## INPUT RECORDS:
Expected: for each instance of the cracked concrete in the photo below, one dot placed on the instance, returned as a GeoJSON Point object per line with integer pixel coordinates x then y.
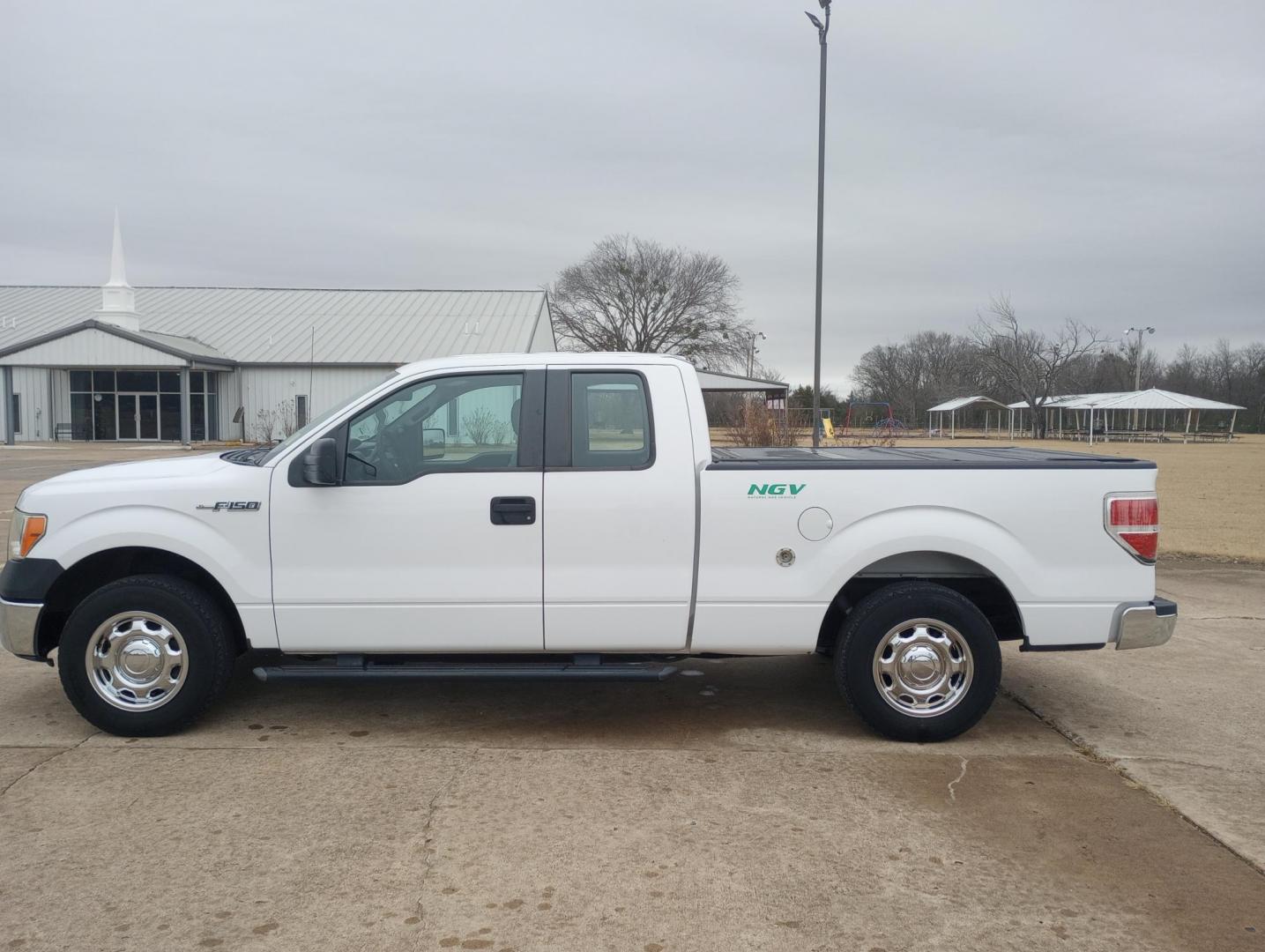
{"type": "Point", "coordinates": [611, 817]}
{"type": "Point", "coordinates": [1183, 719]}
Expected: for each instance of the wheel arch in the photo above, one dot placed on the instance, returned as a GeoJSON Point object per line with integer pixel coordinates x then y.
{"type": "Point", "coordinates": [967, 576]}
{"type": "Point", "coordinates": [108, 565]}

## STATED EXERCISE:
Copy out every item above word for word. Leave the pictures out.

## REPLY:
Expected: for each instance of the cracked concrete in the photo below, one dot placed on the instance, returned as a GeoJSON Point object per line with integer pixel coordinates x then y.
{"type": "Point", "coordinates": [611, 817]}
{"type": "Point", "coordinates": [1183, 719]}
Expected: for each instance of the wheel arch in the photo above, one dot placed on the instance, returned as a GeoJSON Point object per line with integer pixel coordinates x then y.
{"type": "Point", "coordinates": [967, 576]}
{"type": "Point", "coordinates": [108, 565]}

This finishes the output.